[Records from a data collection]
------------------------------------------------------------------------
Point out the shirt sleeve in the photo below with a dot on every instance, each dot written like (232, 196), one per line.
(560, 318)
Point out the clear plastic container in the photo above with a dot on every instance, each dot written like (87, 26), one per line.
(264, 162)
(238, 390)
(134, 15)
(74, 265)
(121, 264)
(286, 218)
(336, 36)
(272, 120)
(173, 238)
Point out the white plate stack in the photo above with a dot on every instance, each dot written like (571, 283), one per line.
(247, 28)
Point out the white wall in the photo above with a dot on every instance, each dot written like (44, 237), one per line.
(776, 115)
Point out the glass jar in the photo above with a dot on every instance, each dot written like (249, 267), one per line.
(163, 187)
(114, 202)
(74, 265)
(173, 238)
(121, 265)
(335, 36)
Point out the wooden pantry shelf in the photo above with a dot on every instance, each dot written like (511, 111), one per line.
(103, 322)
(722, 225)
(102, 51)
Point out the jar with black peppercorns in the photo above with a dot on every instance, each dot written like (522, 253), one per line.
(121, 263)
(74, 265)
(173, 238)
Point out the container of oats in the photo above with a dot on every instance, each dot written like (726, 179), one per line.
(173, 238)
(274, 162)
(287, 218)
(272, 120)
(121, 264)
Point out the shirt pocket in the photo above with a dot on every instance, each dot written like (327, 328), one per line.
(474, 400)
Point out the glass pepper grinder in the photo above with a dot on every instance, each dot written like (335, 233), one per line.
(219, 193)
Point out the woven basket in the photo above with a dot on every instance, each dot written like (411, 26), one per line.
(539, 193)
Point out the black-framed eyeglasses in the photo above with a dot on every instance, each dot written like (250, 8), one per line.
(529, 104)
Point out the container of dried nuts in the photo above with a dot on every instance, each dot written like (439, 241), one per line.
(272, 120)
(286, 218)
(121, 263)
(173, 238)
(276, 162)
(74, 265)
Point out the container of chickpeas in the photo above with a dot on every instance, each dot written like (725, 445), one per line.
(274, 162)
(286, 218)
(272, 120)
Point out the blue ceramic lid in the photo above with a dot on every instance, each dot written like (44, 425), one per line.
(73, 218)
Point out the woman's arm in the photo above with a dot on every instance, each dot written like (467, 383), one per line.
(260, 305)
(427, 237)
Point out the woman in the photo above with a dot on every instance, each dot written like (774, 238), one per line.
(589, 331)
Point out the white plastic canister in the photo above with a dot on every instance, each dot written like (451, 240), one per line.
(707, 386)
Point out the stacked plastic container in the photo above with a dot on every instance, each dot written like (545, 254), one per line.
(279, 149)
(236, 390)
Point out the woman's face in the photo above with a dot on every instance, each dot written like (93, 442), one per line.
------------------------------------------------------------------------
=== What you will do ===
Copy all of the records above word for word, with nothing left out and nothing changed.

=== Response ===
Point out the shirt sleeve in the photo below with a dot on every instance, each dot written like (232, 196), one per line.
(560, 318)
Point out the clear plastic container in the photo above with a dot on every instance, each dot written like (87, 26), one per line.
(264, 162)
(238, 390)
(134, 15)
(74, 265)
(121, 264)
(286, 218)
(336, 36)
(272, 120)
(173, 238)
Point out the white plate stack in the photo above with a dot on every instance, each dot written like (571, 283), one per line.
(247, 28)
Point out the white wall in the photo above with a dot on every instance, each dot written like (44, 237), one per line.
(776, 115)
Point out the glass jar in the photo above with a dot on every instance, each dot written like (249, 267), one per line.
(163, 187)
(114, 202)
(74, 265)
(173, 238)
(121, 265)
(335, 36)
Point out the wooden pantry shelf in the photo above with a dot on every instance, each dot written like (511, 111), one per line.
(103, 322)
(722, 225)
(102, 51)
Point out the jar with black peppercorns in the photo above with a dot on every instance, each dot written like (522, 253), one per line.
(121, 263)
(74, 265)
(173, 238)
Point out the container of oats in the photo above with a dot on every instance, each dot written like (726, 179), one per line.
(173, 238)
(274, 162)
(287, 218)
(272, 120)
(121, 264)
Point out the shirt pocket in the photo above with a dot on every instance, each dot written like (327, 328), one per line.
(474, 400)
Point out the glass pepper grinder in the photo above with a dot on every instance, each dot written like (335, 233), one per line.
(219, 193)
Point out the woven basket in the photo above with a dot on every instance, each dot written like (411, 26), one per line.
(539, 193)
Point out the black-framed eyeglasses in the photo above with a dot on every instance, each dot written like (250, 8), one per line.
(529, 104)
Point out the container of dried nuts in the photo above with a dot on every instance, each dot written like (439, 241), one per line.
(272, 120)
(286, 218)
(121, 263)
(173, 238)
(276, 162)
(74, 265)
Point out the container of chickpeas in the photo above with a dot on every instance, each dot written like (725, 445), one per line.
(274, 162)
(286, 218)
(272, 120)
Point out the blue ceramic lid in the photo above with a dot on every instance, each dot written like (44, 425), one per line.
(73, 218)
Point out the woman's arm in the photo above with a dot on every instance, each dot written like (467, 383), one per line.
(260, 305)
(427, 237)
Point out the woman in the photo above with a dot on every instance, each dot written like (774, 238), one per line.
(589, 331)
Point out the white plastic canister in the photo above with a dot on every instance, each dot written like (451, 240), one per line.
(707, 386)
Point out the stacked plastic container in the photo above with a dot on every instance, each dot written like (545, 254), one per line.
(279, 149)
(236, 390)
Point out the woman's face in the photo above with a dot on every instance, each dot written like (93, 442), one per line.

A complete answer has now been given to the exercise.